■ **Records supplied**:
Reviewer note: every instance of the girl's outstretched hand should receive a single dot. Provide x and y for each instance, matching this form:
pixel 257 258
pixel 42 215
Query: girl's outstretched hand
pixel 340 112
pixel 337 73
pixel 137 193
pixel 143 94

■ **Exercise task**:
Convert every line of the items above into a Markdown table with two columns, Row and Line, numbering each row and omitting blank lines.

■ **Result**:
| Row | Line |
|---|---|
| 1 | Reviewer note: every instance of the girl's outstretched hand should receive a single dot. Provide x and y for each instance, matching this form: |
| 2 | pixel 257 258 |
| 3 | pixel 42 215 |
| 4 | Query: girl's outstretched hand |
| 5 | pixel 340 112 |
| 6 | pixel 337 73 |
| 7 | pixel 137 193 |
| 8 | pixel 143 94 |